## Data shown
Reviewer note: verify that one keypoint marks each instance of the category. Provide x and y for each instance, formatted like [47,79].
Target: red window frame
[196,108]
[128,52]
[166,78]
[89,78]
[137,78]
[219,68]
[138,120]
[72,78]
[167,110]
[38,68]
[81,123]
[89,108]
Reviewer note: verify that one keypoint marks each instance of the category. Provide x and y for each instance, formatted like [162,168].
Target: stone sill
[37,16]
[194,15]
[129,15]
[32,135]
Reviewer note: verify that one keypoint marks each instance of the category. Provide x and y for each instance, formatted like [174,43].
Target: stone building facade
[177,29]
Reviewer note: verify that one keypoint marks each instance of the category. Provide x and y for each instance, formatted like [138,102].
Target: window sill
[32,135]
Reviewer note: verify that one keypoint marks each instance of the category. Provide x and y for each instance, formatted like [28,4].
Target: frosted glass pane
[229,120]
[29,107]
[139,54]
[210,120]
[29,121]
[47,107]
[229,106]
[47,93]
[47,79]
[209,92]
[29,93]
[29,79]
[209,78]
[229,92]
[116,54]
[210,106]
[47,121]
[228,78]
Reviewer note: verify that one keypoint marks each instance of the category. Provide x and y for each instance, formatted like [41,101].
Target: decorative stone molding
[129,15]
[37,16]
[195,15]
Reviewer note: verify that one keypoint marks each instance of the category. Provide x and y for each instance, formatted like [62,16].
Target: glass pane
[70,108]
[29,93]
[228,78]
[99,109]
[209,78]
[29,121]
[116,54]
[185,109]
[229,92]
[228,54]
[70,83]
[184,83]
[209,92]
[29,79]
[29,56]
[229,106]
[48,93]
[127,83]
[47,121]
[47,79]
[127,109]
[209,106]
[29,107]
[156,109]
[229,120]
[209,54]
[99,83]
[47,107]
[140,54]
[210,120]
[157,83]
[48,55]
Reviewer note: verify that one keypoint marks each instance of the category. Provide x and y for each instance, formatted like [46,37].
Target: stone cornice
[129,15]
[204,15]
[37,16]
---
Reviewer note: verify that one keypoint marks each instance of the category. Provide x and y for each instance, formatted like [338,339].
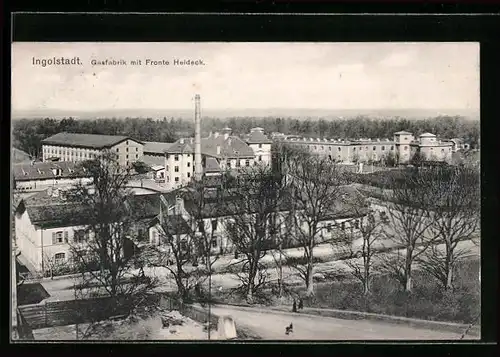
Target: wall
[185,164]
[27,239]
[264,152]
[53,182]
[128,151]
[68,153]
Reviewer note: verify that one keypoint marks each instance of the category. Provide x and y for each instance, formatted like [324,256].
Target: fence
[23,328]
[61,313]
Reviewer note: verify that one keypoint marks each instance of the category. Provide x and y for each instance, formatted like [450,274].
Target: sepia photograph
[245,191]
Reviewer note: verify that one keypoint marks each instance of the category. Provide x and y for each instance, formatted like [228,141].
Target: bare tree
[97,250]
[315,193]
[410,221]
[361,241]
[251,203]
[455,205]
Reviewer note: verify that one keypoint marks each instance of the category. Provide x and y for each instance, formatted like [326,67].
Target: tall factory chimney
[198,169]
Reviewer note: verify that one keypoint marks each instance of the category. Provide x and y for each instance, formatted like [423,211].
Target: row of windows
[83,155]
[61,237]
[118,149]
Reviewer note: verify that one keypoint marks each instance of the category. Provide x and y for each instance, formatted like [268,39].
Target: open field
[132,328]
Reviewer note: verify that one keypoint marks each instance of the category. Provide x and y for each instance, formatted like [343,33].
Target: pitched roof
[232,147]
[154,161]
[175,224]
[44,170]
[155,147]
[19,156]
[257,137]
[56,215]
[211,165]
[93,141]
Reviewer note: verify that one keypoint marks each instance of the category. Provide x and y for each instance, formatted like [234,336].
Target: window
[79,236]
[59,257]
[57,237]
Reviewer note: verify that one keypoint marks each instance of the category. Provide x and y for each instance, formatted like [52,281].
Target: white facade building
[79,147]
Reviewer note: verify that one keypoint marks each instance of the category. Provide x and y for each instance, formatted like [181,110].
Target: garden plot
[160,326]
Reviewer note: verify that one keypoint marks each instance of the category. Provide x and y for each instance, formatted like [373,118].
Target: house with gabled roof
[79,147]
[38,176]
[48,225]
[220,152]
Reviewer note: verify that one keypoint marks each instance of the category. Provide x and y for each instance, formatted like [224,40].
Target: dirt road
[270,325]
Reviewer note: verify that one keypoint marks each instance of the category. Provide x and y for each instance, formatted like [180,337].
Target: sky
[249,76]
--
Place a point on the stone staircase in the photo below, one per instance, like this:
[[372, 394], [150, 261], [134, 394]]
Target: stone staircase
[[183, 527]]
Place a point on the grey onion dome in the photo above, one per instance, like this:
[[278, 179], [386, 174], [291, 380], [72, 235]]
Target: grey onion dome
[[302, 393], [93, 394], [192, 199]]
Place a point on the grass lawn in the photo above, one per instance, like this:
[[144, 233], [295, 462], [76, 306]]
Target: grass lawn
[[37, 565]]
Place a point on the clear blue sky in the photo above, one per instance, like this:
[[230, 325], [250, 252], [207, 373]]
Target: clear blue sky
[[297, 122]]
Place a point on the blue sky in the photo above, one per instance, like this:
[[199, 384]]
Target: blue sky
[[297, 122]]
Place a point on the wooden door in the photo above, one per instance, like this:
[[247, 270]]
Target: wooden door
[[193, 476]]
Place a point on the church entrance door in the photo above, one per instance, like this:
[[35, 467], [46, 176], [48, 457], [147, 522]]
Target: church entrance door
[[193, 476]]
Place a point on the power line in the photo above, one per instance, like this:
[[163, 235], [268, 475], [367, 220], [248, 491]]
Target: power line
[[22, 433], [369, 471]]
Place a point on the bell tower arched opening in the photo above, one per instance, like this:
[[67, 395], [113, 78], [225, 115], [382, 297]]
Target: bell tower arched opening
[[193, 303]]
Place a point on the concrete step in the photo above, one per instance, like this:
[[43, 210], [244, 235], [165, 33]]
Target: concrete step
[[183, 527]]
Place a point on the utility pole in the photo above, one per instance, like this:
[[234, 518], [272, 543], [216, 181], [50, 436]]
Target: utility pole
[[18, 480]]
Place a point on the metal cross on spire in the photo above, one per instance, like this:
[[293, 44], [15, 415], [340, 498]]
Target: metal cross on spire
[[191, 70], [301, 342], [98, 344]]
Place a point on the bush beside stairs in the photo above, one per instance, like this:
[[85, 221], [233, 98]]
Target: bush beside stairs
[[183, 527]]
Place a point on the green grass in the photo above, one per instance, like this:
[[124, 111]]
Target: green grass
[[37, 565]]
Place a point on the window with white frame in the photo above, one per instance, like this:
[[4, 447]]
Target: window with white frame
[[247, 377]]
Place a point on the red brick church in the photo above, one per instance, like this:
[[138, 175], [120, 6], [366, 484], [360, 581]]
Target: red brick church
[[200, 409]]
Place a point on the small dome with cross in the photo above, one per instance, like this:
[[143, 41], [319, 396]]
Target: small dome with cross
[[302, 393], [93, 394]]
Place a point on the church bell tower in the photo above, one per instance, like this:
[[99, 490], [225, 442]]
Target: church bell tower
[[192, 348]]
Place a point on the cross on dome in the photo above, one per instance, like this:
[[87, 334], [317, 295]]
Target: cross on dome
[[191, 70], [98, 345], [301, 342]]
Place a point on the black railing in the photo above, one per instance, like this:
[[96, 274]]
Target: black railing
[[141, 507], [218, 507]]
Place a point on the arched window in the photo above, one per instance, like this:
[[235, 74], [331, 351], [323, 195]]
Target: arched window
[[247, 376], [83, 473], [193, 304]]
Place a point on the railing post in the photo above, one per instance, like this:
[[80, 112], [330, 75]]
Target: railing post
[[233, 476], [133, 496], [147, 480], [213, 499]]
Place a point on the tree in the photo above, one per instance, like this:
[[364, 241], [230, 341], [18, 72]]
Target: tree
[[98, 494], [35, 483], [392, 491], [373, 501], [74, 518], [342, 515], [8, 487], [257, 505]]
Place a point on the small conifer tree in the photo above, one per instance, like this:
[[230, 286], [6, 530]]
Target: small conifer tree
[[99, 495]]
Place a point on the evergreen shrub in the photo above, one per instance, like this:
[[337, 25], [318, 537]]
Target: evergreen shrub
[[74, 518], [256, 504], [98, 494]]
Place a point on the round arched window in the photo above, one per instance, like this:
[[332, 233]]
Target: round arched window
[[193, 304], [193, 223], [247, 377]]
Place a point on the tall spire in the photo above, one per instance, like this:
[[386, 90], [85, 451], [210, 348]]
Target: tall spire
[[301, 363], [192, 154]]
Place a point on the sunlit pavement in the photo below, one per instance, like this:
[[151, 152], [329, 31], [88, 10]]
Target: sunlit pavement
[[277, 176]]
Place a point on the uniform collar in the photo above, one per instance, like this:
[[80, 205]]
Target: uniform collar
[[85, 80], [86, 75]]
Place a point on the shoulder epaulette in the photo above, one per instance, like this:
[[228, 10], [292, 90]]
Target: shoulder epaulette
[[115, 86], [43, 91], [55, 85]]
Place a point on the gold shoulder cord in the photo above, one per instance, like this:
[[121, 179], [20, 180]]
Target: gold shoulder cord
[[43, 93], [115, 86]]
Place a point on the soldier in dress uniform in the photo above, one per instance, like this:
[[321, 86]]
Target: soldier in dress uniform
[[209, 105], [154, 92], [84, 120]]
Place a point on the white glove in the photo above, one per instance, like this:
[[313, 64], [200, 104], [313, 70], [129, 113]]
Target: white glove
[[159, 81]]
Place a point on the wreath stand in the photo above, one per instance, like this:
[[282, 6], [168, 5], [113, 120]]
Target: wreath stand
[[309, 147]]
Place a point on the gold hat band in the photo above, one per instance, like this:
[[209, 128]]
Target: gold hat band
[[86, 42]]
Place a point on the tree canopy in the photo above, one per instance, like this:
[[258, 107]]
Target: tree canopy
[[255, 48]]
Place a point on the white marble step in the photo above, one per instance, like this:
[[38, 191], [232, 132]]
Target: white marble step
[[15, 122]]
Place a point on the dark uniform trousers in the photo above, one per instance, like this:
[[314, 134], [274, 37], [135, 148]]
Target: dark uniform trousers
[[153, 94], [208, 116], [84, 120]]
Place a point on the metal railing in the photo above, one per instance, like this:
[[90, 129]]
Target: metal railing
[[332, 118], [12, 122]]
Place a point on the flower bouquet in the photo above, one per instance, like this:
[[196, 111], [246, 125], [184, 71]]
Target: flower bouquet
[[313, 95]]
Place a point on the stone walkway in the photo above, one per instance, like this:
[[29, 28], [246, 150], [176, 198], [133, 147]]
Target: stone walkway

## Problem to work on
The answer must consist of every line in the records above that contains the word "below".

## The completed task
Place a point on the stone staircase in the photo below, one per instance, like this:
Place a point on the sunlit pavement in the photo below, one per instance, like this:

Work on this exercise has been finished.